I have been mulling over what your experience has been of sharing. And really wondering about where I am with sharing.
I need to mull it over with T (again!). Because wondering what I want? To justify my actions? To get them to understand?
I fear that if I tell anyone in my family, they will use it for them own agenda. And I don't know if I am, or am not, strong enough to deal with a reaction that makes me have emotions.
 
I fear that if I tell anyone in my family, they will use it for them own agenda. A
I think that's a totally legitimate fear. Let me share one more story (maybe 2).

When I was very little, I was "molested" by an older cousin. You know where that goes. Eventually figured out it was a problem and started to deal with that. But I didn't want to deal with HIM. When my dad died, my brother & I were both supposed to do eulogies. That cousin was coming to the funeral. They were going to stick the whole family in a small room to wait to go into the church. That was WAY beyond anything I thought I could deal with. Soooo, I explained the situation to the minister who was in charge. A guy I'd never met. All I knew about him was that my dad liked him. (That was a positive endorsement.) I had NO idea what to expect and was kind of terrified. He never missed a beat. He said, "You know, I'll bet you could use some privacy to prepare your speech. Use my office, I'll come & get you when it's time to go in." I'd nominate him for sainthood if that denomination did saints. LOL

Because of the situation, I avoided a lot of family gatherings. Weddings, funeral, reunions, etc. For years. A lot of that I regret. I was also concerned that my absence was seen as not caring. So, I made a road trip to talk to a few cousins I actually like and tell them why I avoided stuff. I guess I was looking for forgiveness, but I was also kind of hoping there'd be a way I could get included back in the family, without having to confront the evil cousin. That was a mixed bag. The visit was mostly fun. I was reminded that I really like these people and it was kind of cool to feel like a part of a family for a bit. They believed me, and were supportive. I made it clear though that anything the cousin went to I wasn't going to be at. They all live in the same area. He's had an important role in the family. I get that it's a problem for them. I was hoping, maybe, that when there's a family reunion for example, I could come and meet up with them someplace without him. That hasn't happened. So it goes, I guess.

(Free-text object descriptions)

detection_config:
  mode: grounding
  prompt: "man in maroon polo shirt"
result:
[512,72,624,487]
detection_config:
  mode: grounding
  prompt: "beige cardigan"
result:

_Tasks to perform_:
1) In the post about telling family members, why did the writer make a road trip to visit a few cousins? Answer in one to three sentences.
2) Can you write the next part of the post about telling family, picking up after its final sentence?

_Outputs by task_:
1) The writer worried that years of missing weddings, funerals and reunions had been read as not caring, and wanted to tell these cousins the reason for avoiding those gatherings. The writer was partly looking for forgiveness and partly hoping to find a way back into the family without having to face the cousin.

2)
The biggest lesson I learned from all this, at least so far, is that the world won't come to an end of you take a chance on people. Even if you're disappointed. I think there's a PTSD thing that makes us feel like speaking a truth is a life threatening risk. In reality, there's a risk, but it's not often it's life threatening. It's not easy to navigate and there are no guarantees about how anything will turn out. I think the best you can do is try to sort out what your own values are and live by those. You don't owe anyone anything you don't want to owe them. Good luck! It's probably not going to be a fun journey but you might learn some useful stuff along the way.
 
Thank you for sharing your experiences @scout86 . I'll really glad the minister provided what you needed in that moment and helped.

I can understand the mixed bag response and the desire for something and managing the reality of what these family relationships can offer you, or not.

I think there's a PTSD thing that makes us feel like speaking a truth is a life threatening risk. In reality, there's a risk, but it's not often it's life threatening. It's not easy to navigate and there are no guarantees about how anything will turn out. I think the best you can do is try to sort out what your own values are and live by those
And thanks for highlighting this ^^. That is true: this feeling that a disaster will happen with sharing the information. Whatever happens, I do know I can navigate it. I've got this far. It's fear of emotions and fear of navigating it too that is holding me back.

Idk. It's all so tricky.
And as I said to T just now, there is only one way to find out.